SET EXERCISE 1:
Answer these from the identity and access management article:
(a) Which two mechanisms does the access control model in the data landing zone use?
(b) Which role is assigned to the dedicated subnet created for each data application team?
(c) What tag should organizations add to resource groups to deal with cost management?

Identity and access management

This article examines design considerations and recommendations for identity and access management. It focuses on the deployment of a cloud-scale analytics platform on Microsoft Azure. Since cloud-scale analytics is a mission-critical element, the guidance on the Azure landing zone design areas should also be included in your design.

This article builds on considerations and recommendations about Azure landing zones. For more information, see Identity and access management.

Data landing zone design

Cloud-scale analytics supports an access control model using Microsoft Entra identities. The model uses both Azure role-based access control (Azure RBAC) and access control lists (ACLs).

Review the Azure administration and management activities your teams perform. Consider your cloud-scale analytics on Azure. Determine the best possible distribution of responsibilities within your organization.

Role assignments

In order to develop, deliver, and serve data products autonomously within the data platform, data application teams require few access rights within the Azure environment. Before going through the respective RBAC requirements, it must be highlighted that different access models should be used for the development and higher environments. Also, security groups should be used wherever possible to reduce the number of role assignments and to simplify the management and review process of RBAC rights. This is critical, due to the limited number of role assignments that can be created per subscription.

The development environment should be allowed to be accessed by the development team and their respective user identities to enable them to iterate more quickly, learn about certain capabilities within Azure services and troubleshoot issues effectively. Access to a development environment will help when developing or enhancing the infrastructure as code (IaC) and other code artifacts. Once an implementation within the development environment works as expected, it can be rolled out continuously to the higher environments. Higher environments, such as test and prod, should be locked off for the data application team. Only a service principal should have access to these environments and therefore all deployments must be executed through the service principal identity by using CI/CD pipelines. To summarize, in the development environment access rights should be provided to a service principal AND user identities and in higher environments access rights should only be provided to a service principal identity.

To be able to create resources and role assignments between resources within the data application resource group(s), Contributor and User Access Administrator rights must be provided. This will allow the teams to create and control services within their environment within the boundaries of Azure Policy. Cloud-scale analytics recommends the usage of private endpoints to overcome the data exfiltration risk and as other connectivity options should be blocked by the Azure platform team via policies, data application teams will require access rights to the shared virtual network of a data landing zone to be able to successfully set up the required network connectivity for the services they're planning to use. To follow the least privilege principle, overcome conflicts between different data application teams and have a clear separation of teams, cloud-scale analytics proposes to create a dedicated subnet per data application team and create a Network Contributor role assignment to that subnet (child resource scope). This role assignment allows the teams to join the subnet using private endpoints.

These two first role assignments will enable self-service deployment of data services within these environments. To address the cost management concern, organizations should add a cost center tag to the resource groups to enable cross-charging and distributed cost ownership. This raises awareness within the teams and enforces them to make the right decisions with respect to required SKUs and service tiers.

SUPPLIED MATERIAL:
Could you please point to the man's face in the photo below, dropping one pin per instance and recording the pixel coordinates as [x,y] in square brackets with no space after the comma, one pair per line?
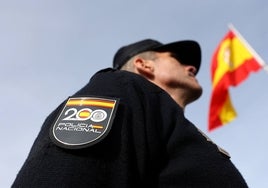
[171,74]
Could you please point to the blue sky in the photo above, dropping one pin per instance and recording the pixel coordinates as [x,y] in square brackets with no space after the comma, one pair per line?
[50,48]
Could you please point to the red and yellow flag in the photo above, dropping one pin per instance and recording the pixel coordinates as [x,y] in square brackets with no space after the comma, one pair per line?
[232,63]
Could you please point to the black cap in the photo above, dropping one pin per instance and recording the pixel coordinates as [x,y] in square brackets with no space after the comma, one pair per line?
[187,51]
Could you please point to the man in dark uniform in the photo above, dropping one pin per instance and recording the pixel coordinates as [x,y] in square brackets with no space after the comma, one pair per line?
[126,128]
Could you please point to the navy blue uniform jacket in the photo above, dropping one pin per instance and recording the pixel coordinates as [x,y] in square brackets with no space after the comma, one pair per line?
[150,144]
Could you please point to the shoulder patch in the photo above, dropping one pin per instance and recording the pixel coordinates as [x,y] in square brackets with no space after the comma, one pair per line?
[83,121]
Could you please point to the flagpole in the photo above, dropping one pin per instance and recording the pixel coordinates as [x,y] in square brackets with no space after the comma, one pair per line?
[255,54]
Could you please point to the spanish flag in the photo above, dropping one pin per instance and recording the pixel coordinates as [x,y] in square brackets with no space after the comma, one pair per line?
[232,62]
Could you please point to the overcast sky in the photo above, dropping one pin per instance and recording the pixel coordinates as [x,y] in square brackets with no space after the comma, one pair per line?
[49,49]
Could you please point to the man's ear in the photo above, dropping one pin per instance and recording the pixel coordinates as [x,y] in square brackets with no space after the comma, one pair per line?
[144,67]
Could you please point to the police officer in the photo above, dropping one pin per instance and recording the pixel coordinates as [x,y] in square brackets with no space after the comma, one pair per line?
[126,128]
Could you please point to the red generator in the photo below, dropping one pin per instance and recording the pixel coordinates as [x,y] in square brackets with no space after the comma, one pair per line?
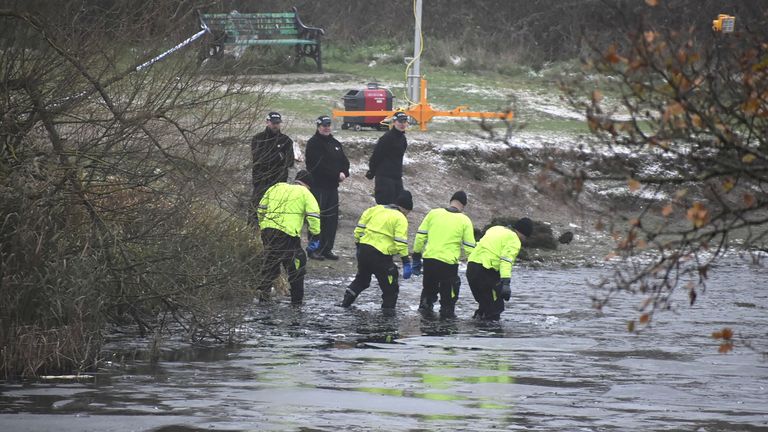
[373,98]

SET EXERCISE 2:
Rewrite the records from the line containing "Could you please point to the red generator" through the end of the records, replacing "photo" with "image" and keeping everything else the same. Leave the pictures out of your answer.

EXERCISE OUTPUT 1:
(a) Azure role-based access control (Azure RBAC) and access control lists (ACLs).
(b) The Network Contributor role.
(c) A cost center tag.

EXERCISE OUTPUT 2:
Could you please point to the red generator in the image below, dropping one pin per instance and recording the pixel coordinates as [x,y] in square brackets with no space after the comma, one pair per line?
[373,98]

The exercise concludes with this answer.